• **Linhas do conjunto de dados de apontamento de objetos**
········

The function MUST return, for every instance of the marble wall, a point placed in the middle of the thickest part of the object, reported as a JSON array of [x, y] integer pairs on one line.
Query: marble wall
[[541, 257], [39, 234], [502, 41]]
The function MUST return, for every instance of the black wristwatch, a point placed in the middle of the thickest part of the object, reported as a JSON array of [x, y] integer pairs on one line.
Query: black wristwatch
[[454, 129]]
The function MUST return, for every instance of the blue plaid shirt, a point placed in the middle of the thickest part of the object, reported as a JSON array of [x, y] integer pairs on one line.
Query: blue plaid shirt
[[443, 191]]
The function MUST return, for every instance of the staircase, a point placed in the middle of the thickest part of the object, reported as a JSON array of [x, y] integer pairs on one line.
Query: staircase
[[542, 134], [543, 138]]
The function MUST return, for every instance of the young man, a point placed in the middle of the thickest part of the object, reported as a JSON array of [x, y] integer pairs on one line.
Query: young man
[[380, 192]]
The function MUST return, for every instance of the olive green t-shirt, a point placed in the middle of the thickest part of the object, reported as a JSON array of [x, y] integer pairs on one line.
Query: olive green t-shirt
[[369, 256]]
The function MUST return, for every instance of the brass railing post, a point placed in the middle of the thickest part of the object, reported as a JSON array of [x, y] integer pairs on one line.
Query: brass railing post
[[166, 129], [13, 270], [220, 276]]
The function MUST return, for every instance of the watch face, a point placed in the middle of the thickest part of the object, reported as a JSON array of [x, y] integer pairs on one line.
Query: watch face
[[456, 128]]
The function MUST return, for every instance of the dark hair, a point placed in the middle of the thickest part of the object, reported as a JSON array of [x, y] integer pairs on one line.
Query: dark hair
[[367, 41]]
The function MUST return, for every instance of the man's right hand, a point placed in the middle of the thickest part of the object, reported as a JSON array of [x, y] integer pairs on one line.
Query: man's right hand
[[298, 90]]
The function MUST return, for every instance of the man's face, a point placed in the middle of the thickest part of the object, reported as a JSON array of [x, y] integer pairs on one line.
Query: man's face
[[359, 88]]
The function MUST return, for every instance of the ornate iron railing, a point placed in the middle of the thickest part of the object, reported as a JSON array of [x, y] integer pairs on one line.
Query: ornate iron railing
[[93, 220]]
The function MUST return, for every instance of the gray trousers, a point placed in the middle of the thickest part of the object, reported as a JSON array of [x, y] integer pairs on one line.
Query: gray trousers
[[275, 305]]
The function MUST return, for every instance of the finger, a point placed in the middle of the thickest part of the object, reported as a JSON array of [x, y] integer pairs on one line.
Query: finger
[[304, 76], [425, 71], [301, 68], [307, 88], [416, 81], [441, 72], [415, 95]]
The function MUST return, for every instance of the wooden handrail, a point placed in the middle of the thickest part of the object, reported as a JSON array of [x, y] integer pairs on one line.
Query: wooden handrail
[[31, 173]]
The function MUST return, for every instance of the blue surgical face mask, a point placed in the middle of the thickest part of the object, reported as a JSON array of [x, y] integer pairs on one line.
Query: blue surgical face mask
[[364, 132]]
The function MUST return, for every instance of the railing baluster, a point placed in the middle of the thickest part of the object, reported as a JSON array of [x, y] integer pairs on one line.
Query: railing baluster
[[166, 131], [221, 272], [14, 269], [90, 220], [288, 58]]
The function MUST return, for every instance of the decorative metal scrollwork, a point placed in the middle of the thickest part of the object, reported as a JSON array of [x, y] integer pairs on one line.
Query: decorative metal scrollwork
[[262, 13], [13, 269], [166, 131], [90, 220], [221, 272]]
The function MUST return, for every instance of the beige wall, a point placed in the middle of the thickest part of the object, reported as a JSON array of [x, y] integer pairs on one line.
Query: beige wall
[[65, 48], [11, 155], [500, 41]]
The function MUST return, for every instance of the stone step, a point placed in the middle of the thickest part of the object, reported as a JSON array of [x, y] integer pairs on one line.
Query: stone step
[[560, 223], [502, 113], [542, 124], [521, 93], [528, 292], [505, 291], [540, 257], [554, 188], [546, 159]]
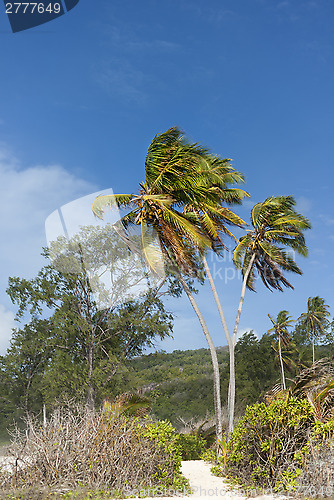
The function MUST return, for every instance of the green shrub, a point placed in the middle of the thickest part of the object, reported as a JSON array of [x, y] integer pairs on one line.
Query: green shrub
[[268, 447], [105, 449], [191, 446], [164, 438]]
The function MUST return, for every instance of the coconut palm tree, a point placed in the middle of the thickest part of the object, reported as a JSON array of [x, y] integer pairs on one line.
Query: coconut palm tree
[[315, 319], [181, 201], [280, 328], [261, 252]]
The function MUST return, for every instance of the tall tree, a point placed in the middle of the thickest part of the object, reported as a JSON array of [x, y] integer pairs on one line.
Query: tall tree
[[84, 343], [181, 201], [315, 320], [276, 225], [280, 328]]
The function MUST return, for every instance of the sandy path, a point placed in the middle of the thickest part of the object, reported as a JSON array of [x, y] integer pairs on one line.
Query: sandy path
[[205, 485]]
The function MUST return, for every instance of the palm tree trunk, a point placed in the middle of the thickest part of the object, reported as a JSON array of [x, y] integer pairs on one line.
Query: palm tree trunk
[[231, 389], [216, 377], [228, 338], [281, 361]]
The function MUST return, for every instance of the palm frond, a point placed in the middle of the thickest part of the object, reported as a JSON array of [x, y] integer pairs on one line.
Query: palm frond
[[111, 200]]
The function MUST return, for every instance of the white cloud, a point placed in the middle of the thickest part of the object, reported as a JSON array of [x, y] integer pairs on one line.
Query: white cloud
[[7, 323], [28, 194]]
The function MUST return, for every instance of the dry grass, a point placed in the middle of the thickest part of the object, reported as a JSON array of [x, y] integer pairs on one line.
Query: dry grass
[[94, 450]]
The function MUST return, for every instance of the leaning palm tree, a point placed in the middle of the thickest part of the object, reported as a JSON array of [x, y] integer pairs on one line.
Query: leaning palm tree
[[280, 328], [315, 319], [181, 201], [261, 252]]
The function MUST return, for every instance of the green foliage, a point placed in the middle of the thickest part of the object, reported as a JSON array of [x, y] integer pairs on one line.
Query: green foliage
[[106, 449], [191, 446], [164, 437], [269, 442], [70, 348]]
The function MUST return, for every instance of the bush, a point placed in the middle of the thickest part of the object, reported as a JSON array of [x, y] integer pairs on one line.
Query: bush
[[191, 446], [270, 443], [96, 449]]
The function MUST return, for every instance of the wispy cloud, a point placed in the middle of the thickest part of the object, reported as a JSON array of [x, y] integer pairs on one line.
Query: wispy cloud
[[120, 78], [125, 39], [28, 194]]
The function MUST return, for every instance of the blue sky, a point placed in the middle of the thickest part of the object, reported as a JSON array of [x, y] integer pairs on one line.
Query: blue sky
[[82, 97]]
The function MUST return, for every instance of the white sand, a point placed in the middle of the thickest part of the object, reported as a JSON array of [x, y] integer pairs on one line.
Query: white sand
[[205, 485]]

········

• **Enunciado do exercício**
Pode repetir todas estas linhas, sem mudar nada? Deixe as imagens fora da resposta.

• **Resolução do problema**
The function MUST return, for every instance of the marble wall, a point placed in the middle of the thickest part of the object, reported as a JSON array of [x, y] integer pairs on one line.
Query: marble wall
[[541, 257], [39, 234], [502, 41]]
The function MUST return, for every instance of the black wristwatch, a point placed in the middle of the thickest part of the object, reported as a JSON array of [x, y] integer pairs on one line.
Query: black wristwatch
[[454, 129]]
The function MUST return, for every instance of the blue plaid shirt, a point placed in the middle of the thickest part of the object, reported as a JSON array of [x, y] integer pairs on one line.
Query: blue plaid shirt
[[443, 191]]
The function MUST return, for every instance of the staircase, a point placed in the middle of the thickest part of the object, reported as a JSON array of [x, y] integer pairs on one line.
Query: staircase
[[542, 134], [543, 138]]
The function MUST return, for every instance of the young man, a point placed in the middle of the thickest part of the object, reported as a JSON array of [x, y] integer pairs on one line.
Query: young man
[[380, 192]]
The function MUST return, for every instance of the olive green t-shirt, a point placed in the middle of the thickest part of the object, reported as a JSON array of [x, y] integer pairs on one line.
Query: olive green t-shirt
[[369, 256]]
The function MUST return, for every instance of the brass railing post, a point placed in the middle of the thickest part of the object, reported as a JSON array of [x, y] integer pairs on one line.
Query: brass railing post
[[166, 129], [13, 270], [220, 276]]
The function MUST return, for every instance of the watch face, a point placed in the middle of the thickest part of the object, reported as a JSON array of [x, y] integer pairs on one line.
Query: watch face
[[456, 128]]
The function MUST return, for every instance of the dark hair, a point placed in the middle of the thickest part of the object, reported as a JSON array of [x, y] integer pairs on one line.
Query: dark hair
[[367, 41]]
The function MUST return, for every instance of the man's right hand, a point placed in the middle of the thickest part of the object, reported as a JSON array of [x, y] integer pairs on one line.
Query: man's right hand
[[298, 90]]
The function MUST return, for every instance of the man's face, a point placed in the middle of the thickest part of the object, reported as a JSON array of [x, y] integer pairs on one line.
Query: man's face
[[359, 88]]
The function MUST return, for every instance of the ornate iron railing, a point placed in the middle of the thickest part of the object, reported as a JSON array of [x, y] integer pairs on one line.
Query: ornate iron railing
[[93, 220]]
The function MUST return, for every instance of the gray trousers, a point placed in the middle of the thickest part of the object, reported as a JSON array of [x, y] integer pairs on one line.
Query: gray trousers
[[275, 305]]
The function MUST return, for every instance of the finger, a point placed in the middle of the thickest part of the object, reported as a JSON array of [x, y] integer pairs on one line.
Query: finger
[[304, 76], [425, 71], [301, 68], [307, 88], [416, 81], [441, 72], [415, 95]]
The function MUST return, for every instance of the wooden handrail, a point placed in the middle of the thickest part of the object, reported as a JSON array of [x, y] integer pairs on one line.
Query: wooden handrail
[[31, 173]]
The function MUST return, for every instance of the blue surgical face mask, a point placed in the middle of the thickest part of the object, reported as a JSON array of [x, y] integer pairs on one line.
Query: blue surgical face mask
[[364, 132]]
The function MUST return, for every instance of the railing baluster, a point placed in the middle of the thickest part of the object, reported as a JSON array of [x, y] integer pairs on one line.
Query: railing baluster
[[166, 131], [221, 272], [14, 269], [90, 220], [288, 58]]
The function MUST return, for every instance of the decorative metal scrollwork, a point placed in the middle of the thickest part of the object, reported as a JSON array of [x, y] integer pairs on one line.
Query: decorative metal scrollwork
[[262, 13], [13, 269], [166, 131], [90, 220], [221, 272]]
The function MUST return, for every instance of the beige wall, a point placed in the middle of the thickest part of the object, reported as a JSON array of [x, y] integer pairs on one line.
Query: beige wall
[[65, 48], [11, 155], [500, 41]]
The function MUST return, for every instance of the stone step, a point placed in the middle of the thickest part of the object, reported as a JSON array of [x, y] integer pairs on one line.
Query: stone step
[[560, 223], [502, 113], [542, 124], [521, 93], [528, 292], [505, 291], [540, 257], [554, 188], [546, 159]]
The function MUST return, for every instance of the green shrub, a point placed in the middle of the thickest part of the object, reported as a JSON array of [x, y] integer pairs on one line.
Query: green shrub
[[268, 447], [105, 449], [191, 446], [164, 438]]
The function MUST return, for every instance of the coconut palm tree, a point placed in the middle of the thickest part of the object, reported as a JSON array of [x, y] integer pairs on one line.
Query: coconut palm tree
[[315, 319], [181, 201], [280, 328], [261, 252]]
The function MUST return, for every instance of the tall tree, a point placed in the middle of the thickest part of the object, reported as a JSON array of [x, y] integer pairs on one line.
Query: tall tree
[[84, 343], [181, 201], [315, 320], [276, 225], [280, 328]]
The function MUST return, for every instance of the sandy path, a point placed in the middle of the thickest part of the object, reported as a JSON array of [x, y] integer pairs on one line.
Query: sandy path
[[205, 485]]
The function MUST return, for every instance of the palm tree trunk, a point placed in the middle of the thickest part of the object, reported as a JSON array of [x, y] integer pairs on one line.
Query: palm tree trunk
[[231, 389], [216, 377], [228, 338], [281, 361]]
The function MUST return, for every instance of the palm frond, a point placed in the middle of the thickest part of the object, reported as a JSON array of [x, y] integer pairs on one line.
Query: palm frond
[[111, 200]]
The function MUST return, for every instance of the white cloud, a point placed in the middle of the thickest part of the object, reported as a JSON array of [x, y] integer pairs on one line.
Query: white cloud
[[7, 323], [28, 194]]
The function MUST return, for every instance of the dry grass, a point placed in the middle of the thickest part of the object, reported as a JSON array of [x, y] integer pairs on one line.
Query: dry grass
[[94, 450]]
The function MUST return, for every instance of the leaning palm tree, a point placed in the middle of the thickest part of the object, reported as a JSON array of [x, y] integer pairs on one line.
Query: leaning palm tree
[[280, 328], [315, 319], [181, 201], [261, 252]]
The function MUST return, for every instance of the green foliage, a point placed in the middle of the thickest part of the object, reported as a JSON array of [x, y] integer pairs on one line.
Query: green foliage
[[106, 449], [191, 446], [164, 437], [269, 442], [70, 348]]
The function MUST return, for every instance of the bush, a point placed in the middle of the thickest part of the object, reported as a JSON array of [x, y] integer pairs on one line.
Query: bush
[[191, 446], [270, 443], [96, 449]]
The function MUST return, for every instance of the wispy cloud, a point placed in the middle of the thickest part of the object, reported as a JSON array of [x, y] integer pairs on one line.
Query: wispy cloud
[[120, 78], [125, 39], [28, 194]]
The function MUST return, for every instance of the blue sky, a point placed in the middle of the thickest part of the object, reported as a JSON array of [x, y] integer pairs on one line.
Query: blue sky
[[82, 97]]
The function MUST return, for every instance of the white sand, a point placed in the middle of the thickest part of the object, reported as a JSON array of [x, y] integer pairs on one line.
Query: white sand
[[205, 485]]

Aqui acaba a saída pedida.